[Given passage]:

2013-01-14 Thread Itamar Turner-Trauring
Twisted (http://twistedmatrix.com) is a robust, mature, open source
event-driven networking framework written in Python. Supported features
range from low-level network transports such as TCP, SSL, UDP, and
multicast, to high-level protocols including HTTP, DNS, SSH, SMTP and IMAP.
Twisted is used by companies large and small, including Apple, Justin.tv,
Canonical (makers of Ubuntu) and TweetDeck, and by open source projects
like Tahoe-LAFS.

If you want to build reliable, well-tested network applications in Python,
Twisted may be the tool you need. In this two-day class we will cover the
basic principles and core APIs of Twisted. Covered material will include

   - Understanding Event Loops: we'll re-implement Twisted's core APIs
   step-by-step (reactor, transport, protocol), explaining the why and how of
   event-driven networking.
   - TCP Clients and Servers.
   - Scheduling Timed Events.
   - Deferreds: the motivation and uses of Twisted's result callback
   abstraction.
   - Producers and Consumers: dealing with large amounts of data.
   - Unit Testing: how to test your networking code.

[Given request 1]: Turn the part of the listing that opens with the line containing "Point out every instance of the exposed" and closes with the listing's last line into a Markdown table with the columns Row and Line, one numbered row per line, leaving out blank lines.

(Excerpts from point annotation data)
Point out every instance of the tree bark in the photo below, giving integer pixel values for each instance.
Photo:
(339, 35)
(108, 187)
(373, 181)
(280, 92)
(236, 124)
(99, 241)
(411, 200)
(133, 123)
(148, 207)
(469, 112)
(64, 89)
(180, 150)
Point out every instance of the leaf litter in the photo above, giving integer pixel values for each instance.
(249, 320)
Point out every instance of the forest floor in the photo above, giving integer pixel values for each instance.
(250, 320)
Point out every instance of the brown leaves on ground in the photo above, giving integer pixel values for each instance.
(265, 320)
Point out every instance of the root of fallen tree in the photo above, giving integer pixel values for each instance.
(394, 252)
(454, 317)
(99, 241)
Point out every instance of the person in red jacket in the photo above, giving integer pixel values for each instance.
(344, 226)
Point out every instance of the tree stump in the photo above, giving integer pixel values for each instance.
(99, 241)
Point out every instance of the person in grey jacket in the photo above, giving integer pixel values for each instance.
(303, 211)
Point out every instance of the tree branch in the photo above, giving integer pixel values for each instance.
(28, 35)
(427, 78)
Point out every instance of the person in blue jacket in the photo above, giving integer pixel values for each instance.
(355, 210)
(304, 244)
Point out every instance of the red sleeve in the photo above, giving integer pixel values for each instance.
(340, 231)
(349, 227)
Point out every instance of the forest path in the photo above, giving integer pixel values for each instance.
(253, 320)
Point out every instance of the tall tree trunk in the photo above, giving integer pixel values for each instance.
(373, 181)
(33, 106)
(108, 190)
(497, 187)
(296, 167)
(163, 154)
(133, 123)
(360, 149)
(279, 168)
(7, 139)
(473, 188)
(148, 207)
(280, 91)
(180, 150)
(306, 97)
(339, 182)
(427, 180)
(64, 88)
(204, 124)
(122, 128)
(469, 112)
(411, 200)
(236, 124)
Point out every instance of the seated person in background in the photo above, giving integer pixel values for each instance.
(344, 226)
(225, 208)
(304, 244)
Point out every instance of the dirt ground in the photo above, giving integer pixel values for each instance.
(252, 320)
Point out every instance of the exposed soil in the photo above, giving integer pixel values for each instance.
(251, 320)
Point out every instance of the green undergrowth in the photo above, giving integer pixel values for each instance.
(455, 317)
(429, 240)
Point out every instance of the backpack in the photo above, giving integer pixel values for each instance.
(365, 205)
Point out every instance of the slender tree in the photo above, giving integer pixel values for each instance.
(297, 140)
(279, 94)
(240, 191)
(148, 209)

[Given request 2]: Go on with the Twisted class description, picking up right after its final bullet.

[Right answer 1]:
| Row | Line |
|---|---|
| 1 | Point out every instance of the exposed soil in the photo above, giving integer pixel values for each instance. |
| 2 | (251, 320) |
| 3 | Point out every instance of the green undergrowth in the photo above, giving integer pixel values for each instance. |
| 4 | (455, 317) |
| 5 | (429, 240) |
| 6 | Point out every instance of the backpack in the photo above, giving integer pixel values for each instance. |
| 7 | (365, 205) |
| 8 | Point out every instance of the slender tree in the photo above, giving integer pixel values for each instance. |
| 9 | (297, 140) |
| 10 | (279, 94) |
| 11 | (240, 191) |
| 12 | (148, 209) |

[Right answer 2]:
   - A large, self-paced exercise, implementing a HTTP server and client
   from scratch using pre-written unit tests as guidance, and our help as
   needed.

The class will take place on the Monday and Tuesday before PyCon 2013, so
might be suitable for out-of-town visitors as well.

Cost is $650 (early bird, available until Feb 15th), or $750 after that.
Sign up at http://futurefoundries.eventbrite.com.


Abous us:

Jean-Paul Calderone has consulted for Fortune 500 companies, startups and
research institutions. He has taught Twisted tutorials at PyCon, Fluendo SA
in Barcelona, and Rackspace Inc. Jean-Paul has been one of the core Twisted
maintainers since 2002, and is the maintainer of pyOpenSSL.

Itamar Turner-Trauring spent many years working on distributed applications
as part of ITA Software by Google's airline reservation system, coding in
Python (often using Twisted), C++ and a little bit of Common Lisp. Itamar
has also worked on projects ranging from a reliable multicast messaging
system with congestion control, a prototype-based configuration language,
to a multimedia kiosk for a museum. Itamar has been one of the core Twisted
maintainers since 2001.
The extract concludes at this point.